--- Begin Material shown ---

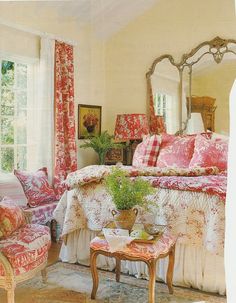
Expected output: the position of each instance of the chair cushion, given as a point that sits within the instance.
(26, 268)
(26, 245)
(212, 152)
(11, 217)
(144, 251)
(42, 213)
(36, 186)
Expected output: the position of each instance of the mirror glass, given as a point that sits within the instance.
(165, 84)
(198, 85)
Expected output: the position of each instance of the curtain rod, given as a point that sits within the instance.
(35, 32)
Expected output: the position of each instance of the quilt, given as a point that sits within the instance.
(189, 201)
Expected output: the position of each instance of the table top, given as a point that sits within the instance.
(139, 250)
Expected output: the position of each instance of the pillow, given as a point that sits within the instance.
(11, 187)
(11, 217)
(146, 152)
(210, 153)
(175, 151)
(220, 136)
(36, 186)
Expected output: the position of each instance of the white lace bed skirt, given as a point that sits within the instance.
(194, 266)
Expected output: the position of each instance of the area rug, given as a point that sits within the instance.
(73, 283)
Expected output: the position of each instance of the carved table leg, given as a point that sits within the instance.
(152, 280)
(44, 275)
(170, 270)
(118, 270)
(93, 257)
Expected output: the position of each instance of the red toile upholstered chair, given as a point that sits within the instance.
(23, 248)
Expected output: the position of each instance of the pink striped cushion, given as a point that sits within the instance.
(36, 186)
(175, 151)
(210, 153)
(10, 186)
(146, 152)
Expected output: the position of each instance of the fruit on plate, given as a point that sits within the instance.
(140, 234)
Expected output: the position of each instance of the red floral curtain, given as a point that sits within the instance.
(156, 123)
(65, 145)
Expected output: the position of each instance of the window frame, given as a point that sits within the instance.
(31, 91)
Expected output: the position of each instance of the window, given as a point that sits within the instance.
(14, 114)
(164, 106)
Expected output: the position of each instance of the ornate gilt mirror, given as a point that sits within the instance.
(199, 83)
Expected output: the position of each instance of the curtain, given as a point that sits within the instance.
(65, 154)
(156, 123)
(230, 222)
(45, 107)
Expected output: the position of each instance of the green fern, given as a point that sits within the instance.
(101, 144)
(127, 192)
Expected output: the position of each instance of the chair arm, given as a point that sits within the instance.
(28, 216)
(6, 266)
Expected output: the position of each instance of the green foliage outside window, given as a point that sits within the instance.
(13, 115)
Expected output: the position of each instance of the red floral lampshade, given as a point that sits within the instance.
(131, 127)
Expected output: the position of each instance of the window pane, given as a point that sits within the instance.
(7, 102)
(7, 70)
(7, 157)
(21, 137)
(21, 81)
(21, 100)
(21, 157)
(7, 131)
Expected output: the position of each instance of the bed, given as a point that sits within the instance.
(190, 200)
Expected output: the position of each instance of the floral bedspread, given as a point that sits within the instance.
(190, 202)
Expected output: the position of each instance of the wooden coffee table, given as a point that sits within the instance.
(148, 252)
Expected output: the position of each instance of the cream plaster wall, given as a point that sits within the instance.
(173, 27)
(217, 82)
(89, 56)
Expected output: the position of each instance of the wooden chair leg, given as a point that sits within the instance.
(44, 275)
(152, 280)
(93, 266)
(118, 262)
(170, 270)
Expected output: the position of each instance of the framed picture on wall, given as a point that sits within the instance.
(89, 120)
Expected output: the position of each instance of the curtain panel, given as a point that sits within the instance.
(65, 153)
(44, 118)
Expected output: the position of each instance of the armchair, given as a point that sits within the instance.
(23, 248)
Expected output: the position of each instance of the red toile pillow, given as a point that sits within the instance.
(36, 186)
(11, 217)
(146, 152)
(175, 151)
(210, 153)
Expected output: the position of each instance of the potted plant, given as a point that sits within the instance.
(127, 193)
(101, 144)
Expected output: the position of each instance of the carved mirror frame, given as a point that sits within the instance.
(216, 47)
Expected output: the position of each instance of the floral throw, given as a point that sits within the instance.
(65, 145)
(210, 152)
(175, 151)
(190, 202)
(11, 217)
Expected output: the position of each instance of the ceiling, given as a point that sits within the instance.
(106, 16)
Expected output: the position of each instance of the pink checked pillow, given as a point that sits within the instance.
(146, 152)
(36, 186)
(210, 153)
(175, 151)
(11, 217)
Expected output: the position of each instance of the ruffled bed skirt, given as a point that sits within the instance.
(194, 266)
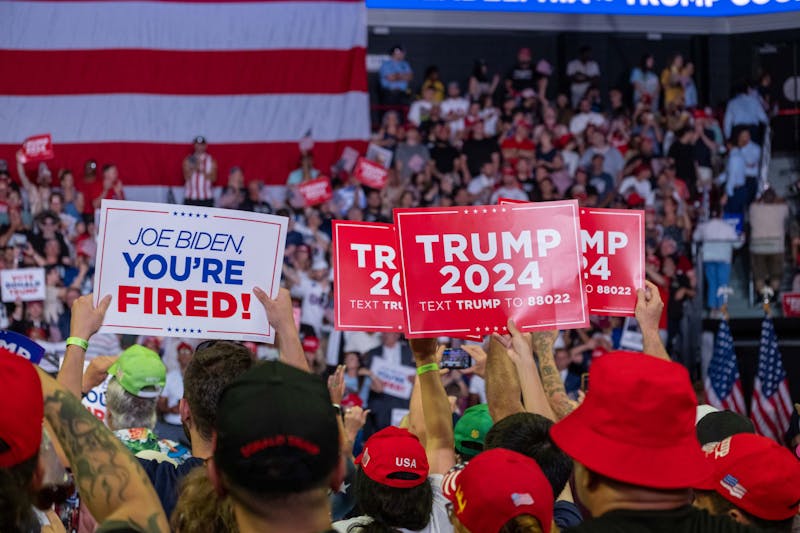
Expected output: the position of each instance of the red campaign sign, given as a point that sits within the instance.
(791, 304)
(612, 242)
(366, 277)
(316, 191)
(370, 173)
(37, 148)
(467, 270)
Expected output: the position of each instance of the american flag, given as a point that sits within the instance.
(723, 384)
(133, 82)
(772, 405)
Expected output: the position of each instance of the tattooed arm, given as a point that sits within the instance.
(111, 483)
(503, 389)
(543, 342)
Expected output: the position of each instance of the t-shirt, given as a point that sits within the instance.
(685, 519)
(439, 521)
(173, 392)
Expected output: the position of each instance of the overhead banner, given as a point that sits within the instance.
(612, 242)
(367, 295)
(467, 270)
(682, 8)
(181, 271)
(23, 284)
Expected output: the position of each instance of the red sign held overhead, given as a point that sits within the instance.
(366, 277)
(791, 304)
(467, 270)
(612, 242)
(370, 173)
(316, 191)
(37, 148)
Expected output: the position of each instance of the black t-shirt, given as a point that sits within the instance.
(479, 152)
(443, 154)
(684, 520)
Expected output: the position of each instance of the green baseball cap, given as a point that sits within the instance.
(470, 431)
(140, 372)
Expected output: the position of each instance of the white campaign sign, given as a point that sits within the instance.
(25, 284)
(395, 378)
(181, 271)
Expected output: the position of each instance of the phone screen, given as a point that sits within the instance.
(456, 358)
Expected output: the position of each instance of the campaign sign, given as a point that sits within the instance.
(181, 271)
(366, 277)
(21, 345)
(316, 191)
(37, 148)
(398, 380)
(25, 284)
(466, 270)
(612, 242)
(791, 304)
(370, 173)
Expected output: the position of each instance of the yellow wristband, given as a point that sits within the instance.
(77, 341)
(430, 367)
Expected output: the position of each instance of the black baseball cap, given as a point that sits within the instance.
(277, 430)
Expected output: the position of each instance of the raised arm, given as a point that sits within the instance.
(543, 342)
(86, 320)
(648, 313)
(521, 354)
(112, 484)
(439, 443)
(502, 384)
(281, 317)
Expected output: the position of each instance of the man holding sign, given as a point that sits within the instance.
(466, 270)
(187, 271)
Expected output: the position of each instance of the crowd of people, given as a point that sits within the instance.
(227, 442)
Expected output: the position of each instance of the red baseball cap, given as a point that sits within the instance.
(393, 451)
(310, 344)
(497, 486)
(22, 412)
(636, 424)
(755, 474)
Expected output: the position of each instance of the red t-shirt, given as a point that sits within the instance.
(90, 191)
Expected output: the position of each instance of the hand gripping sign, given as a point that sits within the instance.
(366, 277)
(180, 271)
(37, 148)
(370, 173)
(612, 244)
(467, 270)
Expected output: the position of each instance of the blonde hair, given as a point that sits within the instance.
(199, 508)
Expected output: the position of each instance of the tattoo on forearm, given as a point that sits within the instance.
(98, 461)
(150, 527)
(551, 379)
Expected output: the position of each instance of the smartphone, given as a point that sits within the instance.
(585, 382)
(456, 359)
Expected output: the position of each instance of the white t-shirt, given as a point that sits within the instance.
(439, 522)
(173, 392)
(589, 69)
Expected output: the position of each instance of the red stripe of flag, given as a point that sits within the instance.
(270, 162)
(182, 73)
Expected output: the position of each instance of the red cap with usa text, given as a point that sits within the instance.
(22, 412)
(394, 457)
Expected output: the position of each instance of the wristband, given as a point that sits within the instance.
(77, 341)
(430, 367)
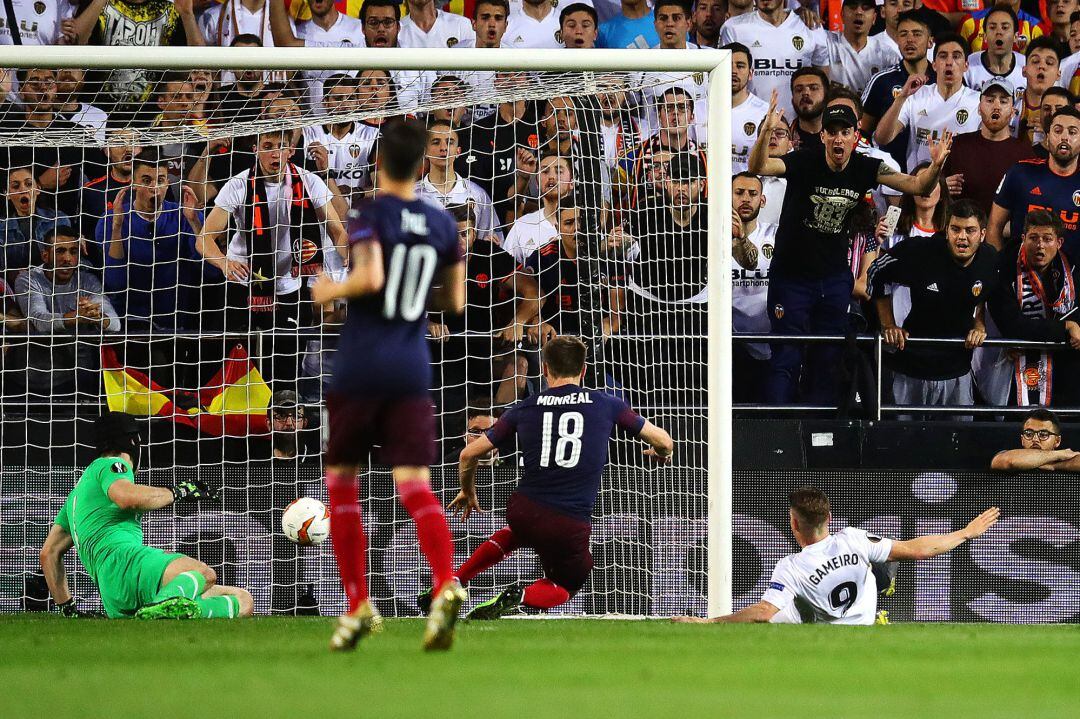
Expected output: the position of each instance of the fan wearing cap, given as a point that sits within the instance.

--- End Material shown ---

Pictures aside, set down the lines from the one containing "white t-shirt, given" through the end of the records above, exactly and only those.

Expected output: the position of each instance of the white t-shirt, given as a point that sits within the instance.
(439, 522)
(173, 392)
(589, 69)
Expected output: the position of each instance of the red stripe of flag, given as a point that sits within the instance.
(270, 162)
(182, 73)
Expected output: the position of each instance of the red cap with usa text, given as a point that sits within the instance.
(22, 412)
(394, 457)
Expected output: the position of each instance of the wristband, given as a point that sits within the instance.
(77, 341)
(430, 367)
Expected output: the position of each instance of the fan wearing cap, given as a point that sits within the instance.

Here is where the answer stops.